_EXERCISE INSTRUCTIONS_.
Continue the interview text below, about balancing the role of design director with designing products, starting after its last sentence.

_SOURCE TEXT_.
**********

EST: How do you balance being design director and the curation and development of this kind of collection with actually designing products? Is the thought process very different?
WRONG: The balance between the two is something that I’m not always comfortable with. Very often in the role of design director I would just see a gap in the collection that I could fill. Sometimes it was right, sometimes not. We are lucky to have, let’s call them contemporary icons of design –they are important pieces. And I am also really lucky because I was part of the evolution of those from day one. That means I’m not coming in with that legacy hanging on my shoulders and having to work out how to manage that in the right way. I don’t have that guilt. But I don’t have a clear answer to your question. Over the course of time, perhaps it will become clearer, this wholeissue of how to operate on a number of different levels. I don’t exclusively design for Established & Sons now, so I am opening up and this is a different approach, being much more pragmatic, and working to a brief. We still want to give our designers huge amounts of freedom and we have an open mind, but at the same time, we are much clearer than we used to be about how we want to evolve and what that means for the collection.

**********

_DATA BLOCK_.
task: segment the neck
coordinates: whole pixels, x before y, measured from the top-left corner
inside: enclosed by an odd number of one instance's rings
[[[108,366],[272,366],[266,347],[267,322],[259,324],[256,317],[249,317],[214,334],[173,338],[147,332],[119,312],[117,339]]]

**********

_TASK ANSWER_.
EST: One of the founding principles of Established & Sons was to work with respected names – the ‘established’ – and with new talent – the ‘sons’. Putting any product into production is a risk, so how do you select the young designers who you think can deliver?
WRONG: Sometimes it works, sometimes it doesn’t. I like to work with people who I think are doing great pieces which will stand the test of time. We are always trying to find and develop an icon. To get a piece that you would love today but also your kids would really enjoy. That is an achievement.
EST: A lot of brands have become very risk-averse in recent years.
WRONG: Yes, absolutely, because the world is increasingly controlled by numbers and that means everyone is going to try and work out what’s the least risky – to try and guarantee a winner every time. Perhaps that is the advantage of Established & Sons in this particular moment, that we’ve got this legacy of products that are very loved, but we also have an opportunity to do something different.